## PROBLEM DESCRIPTION
Copy the full set of lines exactly as given.

## start

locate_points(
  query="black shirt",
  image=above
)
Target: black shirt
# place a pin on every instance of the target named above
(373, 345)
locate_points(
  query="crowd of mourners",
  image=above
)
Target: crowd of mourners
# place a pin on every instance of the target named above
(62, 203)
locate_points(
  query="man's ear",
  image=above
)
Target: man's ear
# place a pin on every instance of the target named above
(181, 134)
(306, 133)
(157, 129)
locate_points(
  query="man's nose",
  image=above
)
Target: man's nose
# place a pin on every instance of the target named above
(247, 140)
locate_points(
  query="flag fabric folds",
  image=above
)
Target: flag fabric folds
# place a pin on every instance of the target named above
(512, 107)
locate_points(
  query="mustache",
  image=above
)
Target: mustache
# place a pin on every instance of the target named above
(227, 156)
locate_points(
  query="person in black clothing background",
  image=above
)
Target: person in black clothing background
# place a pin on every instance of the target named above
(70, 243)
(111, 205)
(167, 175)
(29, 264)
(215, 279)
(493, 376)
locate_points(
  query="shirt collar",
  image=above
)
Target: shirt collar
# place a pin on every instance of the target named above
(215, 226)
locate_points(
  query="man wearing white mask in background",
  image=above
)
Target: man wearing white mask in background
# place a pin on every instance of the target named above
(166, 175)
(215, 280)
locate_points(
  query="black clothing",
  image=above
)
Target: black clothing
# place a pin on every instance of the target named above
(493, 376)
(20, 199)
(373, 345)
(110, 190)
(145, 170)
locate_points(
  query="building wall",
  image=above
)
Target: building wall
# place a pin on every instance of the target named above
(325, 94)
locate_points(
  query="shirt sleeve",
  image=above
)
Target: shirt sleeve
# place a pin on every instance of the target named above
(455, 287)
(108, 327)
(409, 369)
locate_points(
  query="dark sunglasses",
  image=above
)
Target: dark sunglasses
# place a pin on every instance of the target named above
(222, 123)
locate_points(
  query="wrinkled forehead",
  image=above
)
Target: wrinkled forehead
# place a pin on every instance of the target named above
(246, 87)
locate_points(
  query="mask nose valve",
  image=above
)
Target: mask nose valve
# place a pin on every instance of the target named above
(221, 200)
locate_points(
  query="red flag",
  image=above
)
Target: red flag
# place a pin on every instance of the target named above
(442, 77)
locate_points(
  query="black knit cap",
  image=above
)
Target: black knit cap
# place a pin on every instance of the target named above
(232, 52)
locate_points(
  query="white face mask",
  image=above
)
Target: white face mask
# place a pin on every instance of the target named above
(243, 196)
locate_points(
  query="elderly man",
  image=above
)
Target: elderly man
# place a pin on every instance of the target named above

## end

## REPLY
locate_points(
  query="black shirt",
  image=above
)
Target: black shirt
# place a pin on every instance of the target named above
(373, 345)
locate_points(
  query="crowd of mourners",
  image=above
)
Target: crowd of mourners
# place a pin on every instance of the target named above
(62, 203)
locate_points(
  query="man's ear",
  image=above
)
Target: man's ear
# place a pin on every instance of the target named above
(181, 134)
(306, 133)
(157, 129)
locate_points(
  query="man's nose",
  image=above
)
Target: man's nose
# place a pin on every instance of the target named above
(247, 140)
locate_points(
  query="flag fabric folds",
  image=above
)
Target: flag fabric folds
# place a pin on every instance of the target named above
(512, 107)
locate_points(
  query="mustache",
  image=above
)
Target: mustache
# place a pin on every instance of the target named above
(227, 156)
locate_points(
  query="person in black clothing background",
  image=above
)
Target: person in black clothing background
# place a pin on every instance of the target named above
(70, 243)
(111, 205)
(167, 175)
(29, 264)
(215, 279)
(493, 376)
locate_points(
  query="shirt collar",
  image=above
)
Target: shirt collar
# place a pin on every instance of the target named above
(215, 226)
locate_points(
  query="man wearing white mask in background",
  image=above
)
Target: man wearing white mask in background
# place a pin on every instance of the target named above
(166, 175)
(215, 280)
locate_points(
  query="black clothing",
  image=above
)
Target: black clothing
# place a pin on every instance of the target named above
(493, 376)
(20, 199)
(373, 345)
(110, 190)
(145, 170)
locate_points(
  query="building wall",
  image=above
)
Target: building wall
# place a pin on every instance of the target named above
(325, 94)
locate_points(
  query="shirt sleeve",
  image=above
)
Target: shirt sleeve
# place a pin on every instance of the target named above
(455, 287)
(108, 327)
(409, 369)
locate_points(
  query="dark sunglasses",
  image=above
)
Target: dark sunglasses
# place a pin on every instance of the target named above
(222, 123)
locate_points(
  query="wrinkled forehead",
  image=above
)
Target: wrinkled forehead
# place a pin on every instance of the target named above
(246, 87)
locate_points(
  query="mask nose valve",
  image=above
)
Target: mask nose valve
# place a pin on every instance of the target named above
(221, 200)
locate_points(
  query="red flag",
  image=above
)
Target: red flag
# place a pin on every instance of the target named above
(442, 77)
locate_points(
  query="black knit cap",
  image=above
)
Target: black knit cap
# place a pin on every instance of the target named above
(232, 52)
locate_points(
  query="white face mask",
  image=above
)
Target: white face mask
# place a pin on every instance of the target named above
(243, 196)
locate_points(
  query="elderly man",
  image=above
)
Target: elderly man
# place a pin on every instance of the target named above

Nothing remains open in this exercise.